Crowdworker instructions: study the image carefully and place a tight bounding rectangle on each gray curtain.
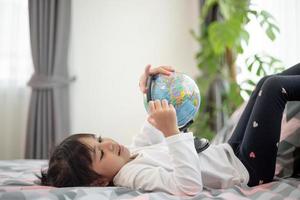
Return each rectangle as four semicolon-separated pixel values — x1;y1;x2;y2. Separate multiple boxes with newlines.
25;0;72;159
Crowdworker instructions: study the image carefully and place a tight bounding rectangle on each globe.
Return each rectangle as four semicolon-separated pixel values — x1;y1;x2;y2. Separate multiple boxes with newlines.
144;72;201;128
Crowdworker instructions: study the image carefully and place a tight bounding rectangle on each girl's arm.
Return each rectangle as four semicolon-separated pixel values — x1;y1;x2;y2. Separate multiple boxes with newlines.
114;130;203;196
130;65;175;147
116;100;203;195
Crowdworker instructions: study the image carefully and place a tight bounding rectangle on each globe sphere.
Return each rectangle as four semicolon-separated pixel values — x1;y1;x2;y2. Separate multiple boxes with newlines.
144;72;201;128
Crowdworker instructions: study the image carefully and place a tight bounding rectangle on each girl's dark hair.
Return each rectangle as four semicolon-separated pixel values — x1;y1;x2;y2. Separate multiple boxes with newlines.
39;134;101;187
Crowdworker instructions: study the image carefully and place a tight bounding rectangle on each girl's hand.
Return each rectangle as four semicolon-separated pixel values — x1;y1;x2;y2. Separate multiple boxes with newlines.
139;65;175;93
148;99;180;137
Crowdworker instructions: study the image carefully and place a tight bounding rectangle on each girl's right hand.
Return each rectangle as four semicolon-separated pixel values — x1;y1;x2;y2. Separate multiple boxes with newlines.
139;65;175;93
148;99;180;137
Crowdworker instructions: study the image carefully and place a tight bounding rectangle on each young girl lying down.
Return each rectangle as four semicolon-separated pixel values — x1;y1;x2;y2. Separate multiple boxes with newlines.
41;64;300;195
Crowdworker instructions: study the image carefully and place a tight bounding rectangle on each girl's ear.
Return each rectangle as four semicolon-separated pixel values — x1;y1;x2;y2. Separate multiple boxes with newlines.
90;178;110;187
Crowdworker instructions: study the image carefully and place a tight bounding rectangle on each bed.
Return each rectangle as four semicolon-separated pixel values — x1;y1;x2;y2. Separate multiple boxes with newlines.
0;103;300;200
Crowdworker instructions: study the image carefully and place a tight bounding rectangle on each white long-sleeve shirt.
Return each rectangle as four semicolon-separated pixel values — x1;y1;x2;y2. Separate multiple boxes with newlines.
113;122;249;195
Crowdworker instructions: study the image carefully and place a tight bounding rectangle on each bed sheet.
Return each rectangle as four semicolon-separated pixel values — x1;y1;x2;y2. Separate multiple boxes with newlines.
0;160;300;200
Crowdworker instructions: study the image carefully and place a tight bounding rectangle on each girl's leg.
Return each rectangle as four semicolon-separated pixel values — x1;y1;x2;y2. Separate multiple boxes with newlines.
236;75;300;186
228;63;300;153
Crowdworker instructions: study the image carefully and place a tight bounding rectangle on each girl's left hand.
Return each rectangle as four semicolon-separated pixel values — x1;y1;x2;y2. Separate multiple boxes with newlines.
139;65;175;93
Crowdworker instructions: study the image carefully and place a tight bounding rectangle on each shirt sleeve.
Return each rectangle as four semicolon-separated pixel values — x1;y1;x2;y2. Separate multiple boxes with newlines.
130;120;165;147
113;133;203;196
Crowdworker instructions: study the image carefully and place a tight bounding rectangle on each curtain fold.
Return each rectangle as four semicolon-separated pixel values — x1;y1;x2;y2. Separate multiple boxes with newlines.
25;0;73;159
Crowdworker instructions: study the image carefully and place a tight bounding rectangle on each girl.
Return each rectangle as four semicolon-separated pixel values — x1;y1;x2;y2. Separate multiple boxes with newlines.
41;64;300;195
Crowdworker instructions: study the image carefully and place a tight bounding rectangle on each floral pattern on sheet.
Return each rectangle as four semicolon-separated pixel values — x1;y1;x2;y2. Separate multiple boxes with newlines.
0;160;300;200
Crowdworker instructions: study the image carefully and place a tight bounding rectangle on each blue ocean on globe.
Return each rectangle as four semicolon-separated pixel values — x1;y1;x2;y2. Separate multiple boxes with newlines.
144;72;201;128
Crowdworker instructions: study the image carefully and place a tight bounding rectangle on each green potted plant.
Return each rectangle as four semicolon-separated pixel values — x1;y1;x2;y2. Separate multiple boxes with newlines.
191;0;280;139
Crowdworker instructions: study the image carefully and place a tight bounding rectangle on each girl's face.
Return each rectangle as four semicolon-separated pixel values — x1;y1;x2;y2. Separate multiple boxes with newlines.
79;137;130;184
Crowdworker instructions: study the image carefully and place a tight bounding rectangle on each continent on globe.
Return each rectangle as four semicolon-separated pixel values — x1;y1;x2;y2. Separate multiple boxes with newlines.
144;72;201;128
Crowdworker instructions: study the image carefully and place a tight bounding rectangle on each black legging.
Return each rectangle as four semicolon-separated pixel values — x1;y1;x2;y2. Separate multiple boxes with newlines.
228;63;300;186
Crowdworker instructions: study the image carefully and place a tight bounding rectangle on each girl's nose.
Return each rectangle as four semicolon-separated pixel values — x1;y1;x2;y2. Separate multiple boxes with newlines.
101;141;115;152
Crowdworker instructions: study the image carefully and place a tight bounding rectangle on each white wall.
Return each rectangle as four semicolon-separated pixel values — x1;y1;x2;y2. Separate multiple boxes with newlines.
69;0;198;144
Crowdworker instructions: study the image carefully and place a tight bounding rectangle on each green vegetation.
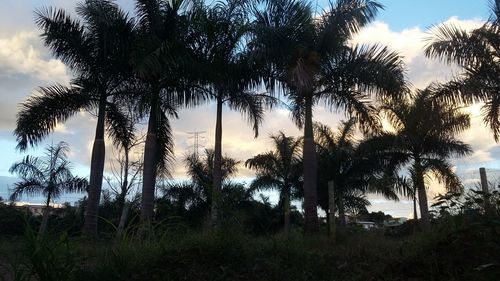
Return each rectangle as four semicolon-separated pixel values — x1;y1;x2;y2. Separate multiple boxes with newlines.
0;0;500;281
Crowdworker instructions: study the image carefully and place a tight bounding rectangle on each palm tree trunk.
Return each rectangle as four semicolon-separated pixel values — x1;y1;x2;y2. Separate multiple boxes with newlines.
141;90;160;223
283;183;290;235
210;96;222;226
303;96;319;233
413;190;418;222
116;202;130;239
118;147;130;220
414;157;429;225
326;181;337;242
38;193;51;237
83;94;106;236
418;180;429;225
339;197;347;226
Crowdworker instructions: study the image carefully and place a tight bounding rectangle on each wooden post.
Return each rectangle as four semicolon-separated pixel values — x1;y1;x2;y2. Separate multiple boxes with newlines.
328;181;336;241
479;168;491;215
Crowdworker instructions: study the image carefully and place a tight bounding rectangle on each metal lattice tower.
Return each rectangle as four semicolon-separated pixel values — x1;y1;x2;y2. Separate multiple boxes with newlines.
187;131;207;158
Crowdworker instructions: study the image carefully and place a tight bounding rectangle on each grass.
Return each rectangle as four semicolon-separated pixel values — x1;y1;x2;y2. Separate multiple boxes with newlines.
0;219;500;281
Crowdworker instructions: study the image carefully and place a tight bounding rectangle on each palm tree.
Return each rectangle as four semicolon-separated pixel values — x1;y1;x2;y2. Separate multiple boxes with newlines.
245;132;302;234
132;0;201;222
315;118;398;224
15;0;133;234
377;88;471;223
9;142;88;235
251;0;404;232
159;149;240;221
425;0;500;139
188;0;274;225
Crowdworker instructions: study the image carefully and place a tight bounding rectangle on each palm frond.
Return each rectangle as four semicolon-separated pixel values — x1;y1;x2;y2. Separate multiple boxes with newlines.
14;85;93;150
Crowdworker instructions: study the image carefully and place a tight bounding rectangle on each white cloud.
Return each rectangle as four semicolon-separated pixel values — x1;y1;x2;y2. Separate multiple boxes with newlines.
352;17;483;88
0;31;69;83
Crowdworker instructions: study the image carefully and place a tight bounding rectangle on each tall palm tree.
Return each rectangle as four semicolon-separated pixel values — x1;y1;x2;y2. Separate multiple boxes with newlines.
315;118;398;224
133;0;202;222
425;0;500;139
163;149;240;219
378;88;471;223
251;0;404;232
188;0;273;225
245;132;302;234
9;142;88;235
15;0;137;234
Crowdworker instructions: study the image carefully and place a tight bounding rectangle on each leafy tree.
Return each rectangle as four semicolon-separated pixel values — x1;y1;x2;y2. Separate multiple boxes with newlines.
425;0;500;141
250;0;404;232
9;142;88;235
378;89;471;223
245;132;302;234
15;0;133;235
163;149;241;224
315;118;398;224
132;0;201;221
188;0;274;224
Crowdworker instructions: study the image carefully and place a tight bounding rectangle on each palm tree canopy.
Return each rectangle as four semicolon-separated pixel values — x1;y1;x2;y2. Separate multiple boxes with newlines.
191;0;276;136
315;118;398;210
250;0;405;126
15;0;134;150
425;0;500;141
9;142;88;200
378;88;472;189
245;132;302;197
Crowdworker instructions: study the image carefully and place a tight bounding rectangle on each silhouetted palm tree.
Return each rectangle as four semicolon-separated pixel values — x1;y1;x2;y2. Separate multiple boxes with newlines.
15;0;137;235
315;118;398;224
251;0;404;232
377;89;471;223
132;0;202;222
188;0;274;224
425;0;500;141
245;132;302;234
159;149;240;221
9;142;88;235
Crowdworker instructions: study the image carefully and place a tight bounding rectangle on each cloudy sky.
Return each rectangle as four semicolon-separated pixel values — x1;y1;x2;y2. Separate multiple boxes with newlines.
0;0;500;215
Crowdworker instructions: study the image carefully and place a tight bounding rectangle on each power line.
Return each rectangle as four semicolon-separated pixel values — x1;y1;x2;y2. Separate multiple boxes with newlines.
187;131;207;158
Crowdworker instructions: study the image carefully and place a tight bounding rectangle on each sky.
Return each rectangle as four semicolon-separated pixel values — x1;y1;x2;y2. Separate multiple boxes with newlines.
0;0;500;216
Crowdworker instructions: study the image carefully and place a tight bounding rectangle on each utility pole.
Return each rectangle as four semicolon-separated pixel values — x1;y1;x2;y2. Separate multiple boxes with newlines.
327;181;336;243
188;131;207;158
479;168;491;215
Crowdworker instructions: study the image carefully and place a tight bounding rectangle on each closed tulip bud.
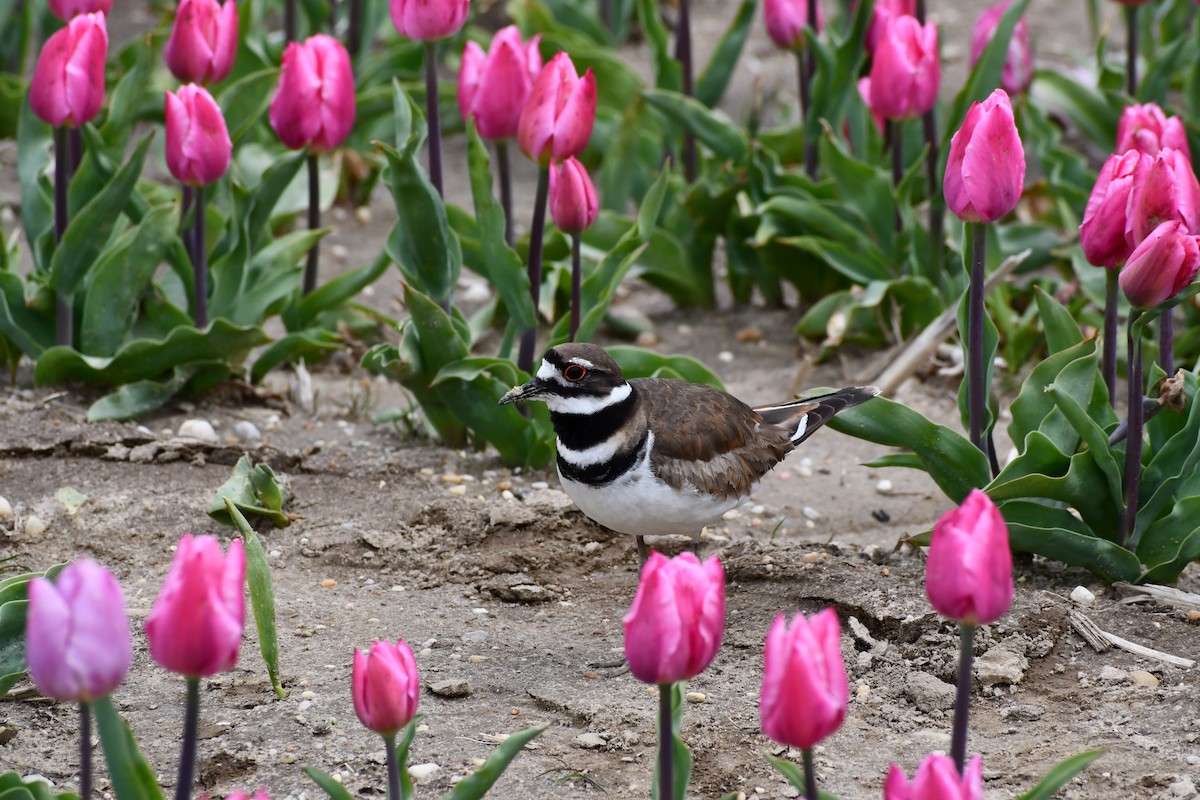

◆ ◆ ◆

Put the records above, from their first line through the line containing "116;100;203;195", into a Markdown table with the columns Row and Text, one numbered row per line, both ends included. Leave out blank lines and pictures.

▸ **Solution to this exercise**:
| Row | Text |
|---|---|
| 1 | Crowdworker instructions: study the image carefully and place a tight bounding rectangle on each gray curtain. |
| 2 | Return each rectangle as four semicolon-separated pixel values — x1;y1;x2;y2. Separate multiple boxes with newlines. |
| 3 | 25;0;72;159 |
| 4 | Crowdworker instructions: study the image carefully and place a tight bounding rectangle on each globe. |
| 5 | Return each rectangle as four semicolon-separated pixel values — x1;y1;x2;y2. Separate multiple boxes with newlines. |
| 6 | 144;72;201;128 |
| 7 | Crowdworker instructions: study the image carefully and place a tight bounding rectangle on each girl's arm. |
| 8 | Return each rectangle as four semicolon-separated pixel values — x1;y1;x2;y2. Separate multiple boxes with newlines. |
| 9 | 114;130;203;196 |
| 10 | 130;65;175;147 |
| 11 | 116;100;203;195 |